___ Excerpt provided

On the whole, the guys in Stillwater aren’t particularly more thoughtful than any other early ’70s rock band. We do get to see Jeff Bebe (Jason Lee) offer up a paraphrasing of Freud’s three-part psyche (or Nietzsche’s Apollonian and Dionysian):

On the whole, I’d say most of the fuck-ups in the world come from the brain and not the instincts. My whole thing is to try and make my brain go away but I can’t, except on-stage. The brain, I think, should be a softening influence on the instincts but the instincts should drive. Trying to reconcile the brain with urges that come out of millions of years ago. The way the brain interprets these instincts is… a heavy trip. Usually I’m brain and Russell is instincts. But on the days when we’re both instinct, that’s when we’ve made the music people know best, because… it’s the best.

______
___ Extracted entries

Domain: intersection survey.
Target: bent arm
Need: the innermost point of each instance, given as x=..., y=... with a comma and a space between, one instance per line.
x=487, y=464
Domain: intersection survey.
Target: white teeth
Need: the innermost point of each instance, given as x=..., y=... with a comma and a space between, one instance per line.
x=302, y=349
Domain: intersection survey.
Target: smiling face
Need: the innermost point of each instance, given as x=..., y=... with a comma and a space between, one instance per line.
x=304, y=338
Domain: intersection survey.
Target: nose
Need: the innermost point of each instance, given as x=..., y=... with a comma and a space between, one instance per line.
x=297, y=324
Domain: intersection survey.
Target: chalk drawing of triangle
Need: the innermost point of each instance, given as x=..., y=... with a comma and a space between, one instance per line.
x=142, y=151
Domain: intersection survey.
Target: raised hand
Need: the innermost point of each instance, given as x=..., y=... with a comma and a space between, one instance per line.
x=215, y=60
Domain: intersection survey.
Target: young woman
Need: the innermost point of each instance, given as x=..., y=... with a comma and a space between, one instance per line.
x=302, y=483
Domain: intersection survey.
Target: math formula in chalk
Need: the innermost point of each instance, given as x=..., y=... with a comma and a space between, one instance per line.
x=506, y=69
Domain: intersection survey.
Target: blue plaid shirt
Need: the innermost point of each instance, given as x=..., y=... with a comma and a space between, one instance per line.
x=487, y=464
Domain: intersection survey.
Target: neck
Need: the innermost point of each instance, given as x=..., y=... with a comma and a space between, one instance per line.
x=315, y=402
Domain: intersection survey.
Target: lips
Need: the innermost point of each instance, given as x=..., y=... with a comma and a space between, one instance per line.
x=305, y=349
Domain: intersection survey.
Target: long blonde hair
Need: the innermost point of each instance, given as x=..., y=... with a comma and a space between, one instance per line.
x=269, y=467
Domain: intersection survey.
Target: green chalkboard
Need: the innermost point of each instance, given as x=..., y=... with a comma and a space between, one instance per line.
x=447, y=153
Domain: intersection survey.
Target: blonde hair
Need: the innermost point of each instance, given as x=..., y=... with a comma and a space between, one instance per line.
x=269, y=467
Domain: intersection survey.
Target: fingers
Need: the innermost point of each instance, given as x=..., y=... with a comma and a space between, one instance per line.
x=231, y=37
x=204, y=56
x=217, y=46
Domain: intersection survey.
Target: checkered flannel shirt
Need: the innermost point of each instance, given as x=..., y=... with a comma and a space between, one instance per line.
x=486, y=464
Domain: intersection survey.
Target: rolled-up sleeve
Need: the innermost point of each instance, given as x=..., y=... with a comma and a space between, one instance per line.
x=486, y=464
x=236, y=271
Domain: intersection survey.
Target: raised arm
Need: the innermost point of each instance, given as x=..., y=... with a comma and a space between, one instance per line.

______

> [Work item]: Quote the passage about the band Stillwater in full, word for word.

> [Exercise result]:
On the whole, the guys in Stillwater aren’t particularly more thoughtful than any other early ’70s rock band. We do get to see Jeff Bebe (Jason Lee) offer up a paraphrasing of Freud’s three-part psyche (or Nietzsche’s Apollonian and Dionysian):

On the whole, I’d say most of the fuck-ups in the world come from the brain and not the instincts. My whole thing is to try and make my brain go away but I can’t, except on-stage. The brain, I think, should be a softening influence on the instincts but the instincts should drive. Trying to reconcile the brain with urges that come out of millions of years ago. The way the brain interprets these instincts is… a heavy trip. Usually I’m brain and Russell is instincts. But on the days when we’re both instinct, that’s when we’ve made the music people know best, because… it’s the best.